*** Begin section ***
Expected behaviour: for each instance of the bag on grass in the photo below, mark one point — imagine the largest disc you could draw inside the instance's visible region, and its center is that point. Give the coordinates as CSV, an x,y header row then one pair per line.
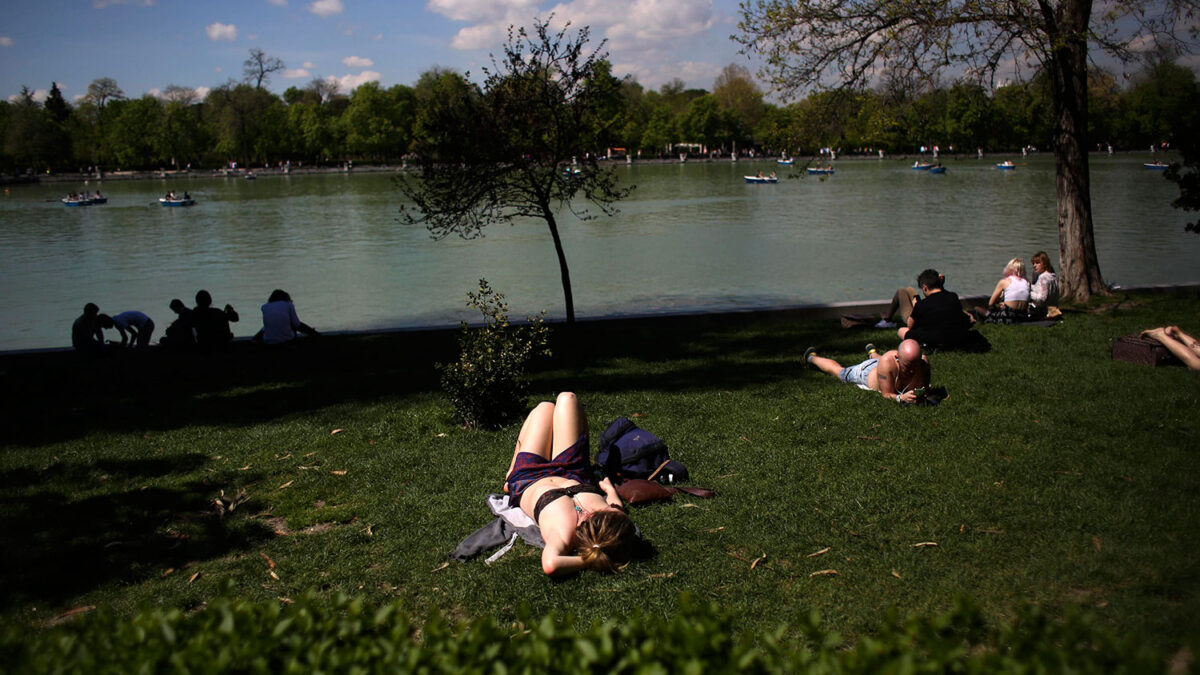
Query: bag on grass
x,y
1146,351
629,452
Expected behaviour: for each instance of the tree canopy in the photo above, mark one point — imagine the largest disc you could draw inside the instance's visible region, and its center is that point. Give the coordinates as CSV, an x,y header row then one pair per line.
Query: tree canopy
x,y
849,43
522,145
*** End section ***
Your answer must consist only of the lines from the one with "Expected behaviour: for each instance of the tree" through the final line of the entries, each retyped exactly.

▶ **SOLUTION FOR THIS PROBLEM**:
Expected behaviour: for each instance of the tree canopy in the photo above, mark one point — imagine the largest disc you could draw inside the instance's visible region, and its center is that point. Give the coordinates as CSV, an x,y header row then one pair per line.
Query: tree canopy
x,y
849,43
522,145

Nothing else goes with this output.